-- Task inputs start --

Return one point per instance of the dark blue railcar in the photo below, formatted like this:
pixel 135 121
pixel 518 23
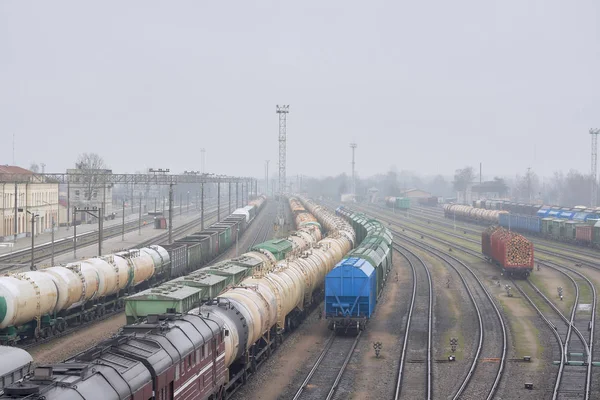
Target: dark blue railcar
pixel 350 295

-- Task inputs end --

▸ **Goal of the exercise**:
Give the lines of all the records above as a JSON list of strings, one string per line, with blank lines and pictures left out.

▸ **Worked solution**:
[
  "Return one point per instance of the dark blue railcar in the photo below, formatted like this:",
  "pixel 135 121",
  "pixel 518 23",
  "Target: dark blue railcar",
  "pixel 350 295"
]